[Saved entries]
━━━━━━━━━━━━━━━━━━━━━━━━━━━━━━

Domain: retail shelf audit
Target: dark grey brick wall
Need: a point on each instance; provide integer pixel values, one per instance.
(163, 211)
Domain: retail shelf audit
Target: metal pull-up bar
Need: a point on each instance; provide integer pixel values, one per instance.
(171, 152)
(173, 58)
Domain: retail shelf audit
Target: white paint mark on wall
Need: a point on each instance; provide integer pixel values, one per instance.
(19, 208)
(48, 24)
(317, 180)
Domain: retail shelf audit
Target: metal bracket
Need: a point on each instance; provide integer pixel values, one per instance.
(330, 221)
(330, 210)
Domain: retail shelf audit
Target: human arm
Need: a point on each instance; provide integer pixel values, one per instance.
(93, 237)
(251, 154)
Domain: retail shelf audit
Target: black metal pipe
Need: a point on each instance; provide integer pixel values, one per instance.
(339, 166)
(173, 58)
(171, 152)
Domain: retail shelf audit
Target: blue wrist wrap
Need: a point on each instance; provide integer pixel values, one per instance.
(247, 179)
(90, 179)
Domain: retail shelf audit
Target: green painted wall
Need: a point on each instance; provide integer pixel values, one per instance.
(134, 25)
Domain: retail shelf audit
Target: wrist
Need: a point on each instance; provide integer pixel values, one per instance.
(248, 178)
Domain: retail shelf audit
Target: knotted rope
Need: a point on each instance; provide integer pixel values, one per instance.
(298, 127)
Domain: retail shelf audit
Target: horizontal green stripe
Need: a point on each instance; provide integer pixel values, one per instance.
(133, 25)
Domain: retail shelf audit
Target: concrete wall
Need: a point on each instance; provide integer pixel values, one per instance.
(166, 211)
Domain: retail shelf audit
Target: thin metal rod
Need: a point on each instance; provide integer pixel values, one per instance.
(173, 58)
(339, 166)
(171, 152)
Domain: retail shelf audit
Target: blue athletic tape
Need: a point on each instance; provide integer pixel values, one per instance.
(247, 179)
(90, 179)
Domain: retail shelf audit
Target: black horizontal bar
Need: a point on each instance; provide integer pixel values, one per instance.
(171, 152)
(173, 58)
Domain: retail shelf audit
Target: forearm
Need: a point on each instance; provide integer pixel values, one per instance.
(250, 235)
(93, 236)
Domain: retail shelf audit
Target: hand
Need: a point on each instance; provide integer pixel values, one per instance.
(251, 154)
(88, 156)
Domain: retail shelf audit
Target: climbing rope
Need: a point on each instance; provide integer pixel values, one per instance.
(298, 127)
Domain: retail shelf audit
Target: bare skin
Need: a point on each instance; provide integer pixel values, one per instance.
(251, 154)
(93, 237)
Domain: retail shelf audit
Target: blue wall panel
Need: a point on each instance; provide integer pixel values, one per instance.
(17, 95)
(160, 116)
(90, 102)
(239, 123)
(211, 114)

━━━━━━━━━━━━━━━━━━━━━━━━━━━━━━

### What you need to do
Starting at the line that contains "Target: bare skin", transcribe every line through the last line of the entries above, exactly, and nothing else.

### Solution below
Target: bare skin
Need: a point on each instance; provide integer pixel values, one per instance.
(251, 154)
(93, 237)
Domain: retail shelf audit
Target: blue wall panel
Need: a point on each instance; provide integer pixel values, one per instance.
(17, 95)
(160, 116)
(90, 102)
(239, 123)
(211, 114)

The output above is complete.